__MATERIAL FOR THIS EXERCISE__
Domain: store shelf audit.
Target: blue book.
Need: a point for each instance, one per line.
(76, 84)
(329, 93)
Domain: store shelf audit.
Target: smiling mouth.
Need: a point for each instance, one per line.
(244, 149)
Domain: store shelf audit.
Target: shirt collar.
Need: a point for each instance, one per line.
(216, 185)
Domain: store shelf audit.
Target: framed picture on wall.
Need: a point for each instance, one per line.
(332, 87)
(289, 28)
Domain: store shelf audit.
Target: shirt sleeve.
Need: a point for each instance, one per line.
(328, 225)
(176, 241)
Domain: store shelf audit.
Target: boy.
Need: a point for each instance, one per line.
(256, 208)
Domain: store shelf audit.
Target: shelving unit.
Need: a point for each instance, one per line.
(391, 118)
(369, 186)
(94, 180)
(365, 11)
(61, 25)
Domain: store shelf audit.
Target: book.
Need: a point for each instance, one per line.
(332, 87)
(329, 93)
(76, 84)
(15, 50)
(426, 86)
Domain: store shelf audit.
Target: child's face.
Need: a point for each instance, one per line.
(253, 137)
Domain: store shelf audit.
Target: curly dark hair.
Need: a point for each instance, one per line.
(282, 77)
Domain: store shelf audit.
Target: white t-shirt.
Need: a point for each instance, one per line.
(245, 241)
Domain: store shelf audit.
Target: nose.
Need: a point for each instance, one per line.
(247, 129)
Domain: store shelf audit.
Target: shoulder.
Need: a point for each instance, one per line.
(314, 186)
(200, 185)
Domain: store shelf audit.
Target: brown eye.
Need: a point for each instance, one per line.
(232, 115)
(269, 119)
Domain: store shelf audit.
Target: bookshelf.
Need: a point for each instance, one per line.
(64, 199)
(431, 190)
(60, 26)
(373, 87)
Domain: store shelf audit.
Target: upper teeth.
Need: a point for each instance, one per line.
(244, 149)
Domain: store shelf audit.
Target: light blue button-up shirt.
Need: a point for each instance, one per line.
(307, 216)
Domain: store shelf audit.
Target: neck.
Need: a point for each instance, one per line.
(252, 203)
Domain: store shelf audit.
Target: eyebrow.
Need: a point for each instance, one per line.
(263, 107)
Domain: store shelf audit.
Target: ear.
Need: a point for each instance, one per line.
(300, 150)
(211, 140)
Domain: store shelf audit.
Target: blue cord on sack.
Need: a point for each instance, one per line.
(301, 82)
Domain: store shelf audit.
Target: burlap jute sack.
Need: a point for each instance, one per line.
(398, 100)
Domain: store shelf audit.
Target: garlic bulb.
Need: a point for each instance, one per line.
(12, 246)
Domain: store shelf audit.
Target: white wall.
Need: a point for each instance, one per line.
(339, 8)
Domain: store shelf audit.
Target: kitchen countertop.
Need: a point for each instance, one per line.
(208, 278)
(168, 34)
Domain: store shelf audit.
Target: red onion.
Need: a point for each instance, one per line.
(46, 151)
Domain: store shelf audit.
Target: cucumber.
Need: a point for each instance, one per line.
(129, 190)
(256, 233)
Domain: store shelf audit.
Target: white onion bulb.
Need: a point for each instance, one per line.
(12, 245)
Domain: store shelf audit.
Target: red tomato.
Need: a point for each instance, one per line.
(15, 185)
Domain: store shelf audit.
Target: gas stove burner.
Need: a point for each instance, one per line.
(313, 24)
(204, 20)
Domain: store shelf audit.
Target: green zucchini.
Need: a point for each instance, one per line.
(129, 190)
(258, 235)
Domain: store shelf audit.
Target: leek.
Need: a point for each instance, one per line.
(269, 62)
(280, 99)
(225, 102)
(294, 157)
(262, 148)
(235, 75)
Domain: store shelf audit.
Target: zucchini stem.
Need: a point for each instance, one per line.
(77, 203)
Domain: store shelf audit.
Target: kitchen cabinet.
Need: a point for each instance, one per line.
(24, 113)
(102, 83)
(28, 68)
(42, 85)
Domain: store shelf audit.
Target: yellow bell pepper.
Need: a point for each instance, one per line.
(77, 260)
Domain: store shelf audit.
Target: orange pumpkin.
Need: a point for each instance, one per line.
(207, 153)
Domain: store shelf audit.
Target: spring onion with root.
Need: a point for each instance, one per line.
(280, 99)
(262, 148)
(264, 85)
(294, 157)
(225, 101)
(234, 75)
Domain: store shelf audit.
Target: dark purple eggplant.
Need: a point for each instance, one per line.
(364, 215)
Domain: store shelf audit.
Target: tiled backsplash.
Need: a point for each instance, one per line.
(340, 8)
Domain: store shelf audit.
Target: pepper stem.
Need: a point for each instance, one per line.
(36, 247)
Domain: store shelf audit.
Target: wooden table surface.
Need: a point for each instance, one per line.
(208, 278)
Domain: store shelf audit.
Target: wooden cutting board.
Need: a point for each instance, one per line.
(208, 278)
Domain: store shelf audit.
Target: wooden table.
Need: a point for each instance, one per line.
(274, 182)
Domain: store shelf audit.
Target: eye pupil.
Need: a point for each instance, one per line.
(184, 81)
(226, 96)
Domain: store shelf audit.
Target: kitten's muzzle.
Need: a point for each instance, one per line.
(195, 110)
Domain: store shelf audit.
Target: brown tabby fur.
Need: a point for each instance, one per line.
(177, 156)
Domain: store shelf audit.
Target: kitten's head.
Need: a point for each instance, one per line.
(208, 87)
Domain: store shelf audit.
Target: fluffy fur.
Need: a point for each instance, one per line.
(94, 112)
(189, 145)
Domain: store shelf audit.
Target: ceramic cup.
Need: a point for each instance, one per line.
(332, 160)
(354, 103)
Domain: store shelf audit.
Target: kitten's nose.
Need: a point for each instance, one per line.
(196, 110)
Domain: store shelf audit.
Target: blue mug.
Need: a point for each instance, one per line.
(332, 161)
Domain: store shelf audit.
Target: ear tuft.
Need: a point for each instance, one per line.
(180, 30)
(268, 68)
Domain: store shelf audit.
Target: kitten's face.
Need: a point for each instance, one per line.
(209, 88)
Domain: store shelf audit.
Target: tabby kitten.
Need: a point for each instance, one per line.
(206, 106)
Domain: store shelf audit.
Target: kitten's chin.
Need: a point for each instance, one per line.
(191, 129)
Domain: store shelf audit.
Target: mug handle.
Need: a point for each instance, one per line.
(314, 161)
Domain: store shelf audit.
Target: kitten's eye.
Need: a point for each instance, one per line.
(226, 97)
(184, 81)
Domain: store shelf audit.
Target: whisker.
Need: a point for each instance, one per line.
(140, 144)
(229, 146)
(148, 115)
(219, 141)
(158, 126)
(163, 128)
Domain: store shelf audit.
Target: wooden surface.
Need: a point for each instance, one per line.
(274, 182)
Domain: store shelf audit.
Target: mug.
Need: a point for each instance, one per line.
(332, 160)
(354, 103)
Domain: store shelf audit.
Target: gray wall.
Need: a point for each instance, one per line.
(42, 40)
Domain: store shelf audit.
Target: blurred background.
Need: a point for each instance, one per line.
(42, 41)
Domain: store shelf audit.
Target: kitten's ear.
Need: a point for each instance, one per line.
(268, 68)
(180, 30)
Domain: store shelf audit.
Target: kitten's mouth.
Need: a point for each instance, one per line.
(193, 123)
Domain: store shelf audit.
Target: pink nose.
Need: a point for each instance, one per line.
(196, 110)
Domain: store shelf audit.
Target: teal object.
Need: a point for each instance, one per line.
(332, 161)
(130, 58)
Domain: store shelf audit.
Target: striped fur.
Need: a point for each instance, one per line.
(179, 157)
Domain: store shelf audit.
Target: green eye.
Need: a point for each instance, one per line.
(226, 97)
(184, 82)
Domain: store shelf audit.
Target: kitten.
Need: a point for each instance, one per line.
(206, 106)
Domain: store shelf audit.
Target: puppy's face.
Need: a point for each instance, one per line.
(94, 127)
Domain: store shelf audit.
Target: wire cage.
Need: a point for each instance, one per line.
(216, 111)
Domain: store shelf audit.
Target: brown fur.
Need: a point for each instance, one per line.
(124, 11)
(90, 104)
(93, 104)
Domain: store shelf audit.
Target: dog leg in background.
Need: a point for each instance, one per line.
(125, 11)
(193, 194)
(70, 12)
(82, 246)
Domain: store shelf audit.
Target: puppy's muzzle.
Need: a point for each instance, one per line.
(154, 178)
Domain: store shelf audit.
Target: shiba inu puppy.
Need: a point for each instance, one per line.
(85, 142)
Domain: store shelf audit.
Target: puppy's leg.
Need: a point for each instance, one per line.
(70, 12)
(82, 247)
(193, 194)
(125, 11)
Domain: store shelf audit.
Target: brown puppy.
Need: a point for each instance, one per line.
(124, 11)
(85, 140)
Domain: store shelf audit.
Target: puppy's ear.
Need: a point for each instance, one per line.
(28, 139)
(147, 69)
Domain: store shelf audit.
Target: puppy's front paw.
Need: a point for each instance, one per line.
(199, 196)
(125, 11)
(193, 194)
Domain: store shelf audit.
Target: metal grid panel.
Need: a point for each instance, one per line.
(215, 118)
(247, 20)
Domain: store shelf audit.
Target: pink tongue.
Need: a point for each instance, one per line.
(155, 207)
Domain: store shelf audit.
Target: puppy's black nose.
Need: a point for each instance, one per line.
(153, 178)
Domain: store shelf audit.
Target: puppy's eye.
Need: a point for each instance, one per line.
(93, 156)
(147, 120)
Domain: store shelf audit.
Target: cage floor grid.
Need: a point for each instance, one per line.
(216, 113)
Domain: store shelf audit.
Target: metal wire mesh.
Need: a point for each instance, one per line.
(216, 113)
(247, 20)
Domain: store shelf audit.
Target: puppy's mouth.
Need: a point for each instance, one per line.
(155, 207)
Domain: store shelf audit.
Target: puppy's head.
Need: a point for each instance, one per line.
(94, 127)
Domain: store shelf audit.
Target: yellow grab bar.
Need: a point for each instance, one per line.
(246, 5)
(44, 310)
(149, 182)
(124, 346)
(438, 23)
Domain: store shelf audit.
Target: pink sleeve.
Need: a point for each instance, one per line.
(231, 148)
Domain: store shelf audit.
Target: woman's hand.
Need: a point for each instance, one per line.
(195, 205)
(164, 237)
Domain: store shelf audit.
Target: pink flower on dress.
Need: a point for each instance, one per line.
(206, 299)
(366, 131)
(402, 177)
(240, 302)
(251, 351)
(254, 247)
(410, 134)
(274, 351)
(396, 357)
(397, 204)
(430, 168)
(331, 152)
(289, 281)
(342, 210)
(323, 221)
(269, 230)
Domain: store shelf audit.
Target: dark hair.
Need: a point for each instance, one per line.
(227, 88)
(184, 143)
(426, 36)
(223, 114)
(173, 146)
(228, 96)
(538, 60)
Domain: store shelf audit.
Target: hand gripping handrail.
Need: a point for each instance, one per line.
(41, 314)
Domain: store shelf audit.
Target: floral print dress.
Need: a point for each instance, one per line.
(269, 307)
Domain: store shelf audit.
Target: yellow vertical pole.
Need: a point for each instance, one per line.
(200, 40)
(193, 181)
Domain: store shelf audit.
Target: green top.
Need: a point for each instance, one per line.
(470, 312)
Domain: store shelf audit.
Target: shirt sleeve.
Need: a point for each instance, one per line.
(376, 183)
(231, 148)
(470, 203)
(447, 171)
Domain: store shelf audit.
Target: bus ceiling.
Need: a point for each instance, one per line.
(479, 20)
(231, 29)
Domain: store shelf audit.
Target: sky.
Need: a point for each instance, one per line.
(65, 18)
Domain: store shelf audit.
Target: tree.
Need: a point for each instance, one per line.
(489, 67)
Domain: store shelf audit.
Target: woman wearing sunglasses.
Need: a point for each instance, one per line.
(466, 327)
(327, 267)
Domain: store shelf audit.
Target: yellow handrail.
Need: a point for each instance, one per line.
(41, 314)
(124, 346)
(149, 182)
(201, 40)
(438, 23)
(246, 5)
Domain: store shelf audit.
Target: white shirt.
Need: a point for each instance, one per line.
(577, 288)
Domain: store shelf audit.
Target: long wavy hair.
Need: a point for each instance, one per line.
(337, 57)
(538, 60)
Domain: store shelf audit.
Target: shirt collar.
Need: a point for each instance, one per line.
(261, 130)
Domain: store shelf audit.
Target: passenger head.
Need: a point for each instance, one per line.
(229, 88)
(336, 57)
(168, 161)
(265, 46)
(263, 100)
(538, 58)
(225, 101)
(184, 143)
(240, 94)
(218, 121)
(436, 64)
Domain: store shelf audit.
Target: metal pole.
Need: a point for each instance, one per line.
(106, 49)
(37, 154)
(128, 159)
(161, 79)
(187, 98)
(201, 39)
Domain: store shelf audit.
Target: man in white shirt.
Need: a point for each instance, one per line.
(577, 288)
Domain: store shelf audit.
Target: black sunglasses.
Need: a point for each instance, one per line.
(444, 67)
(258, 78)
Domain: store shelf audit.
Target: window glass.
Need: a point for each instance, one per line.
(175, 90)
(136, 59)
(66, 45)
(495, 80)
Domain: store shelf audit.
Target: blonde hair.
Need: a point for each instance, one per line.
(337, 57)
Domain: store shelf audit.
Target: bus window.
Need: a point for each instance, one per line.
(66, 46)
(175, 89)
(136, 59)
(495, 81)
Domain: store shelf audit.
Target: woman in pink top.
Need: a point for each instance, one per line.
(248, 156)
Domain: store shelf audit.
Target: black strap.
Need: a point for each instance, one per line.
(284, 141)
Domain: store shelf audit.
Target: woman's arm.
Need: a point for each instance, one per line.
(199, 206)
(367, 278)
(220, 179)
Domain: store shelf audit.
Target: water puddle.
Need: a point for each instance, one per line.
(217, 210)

__PROBLEM TO SOLVE__
Show each line of the entries above that contains the string "mouth".

__THE SOLUTION__
Target: smiling mouth.
Target: kitten's mouth.
Target: puppy's mouth.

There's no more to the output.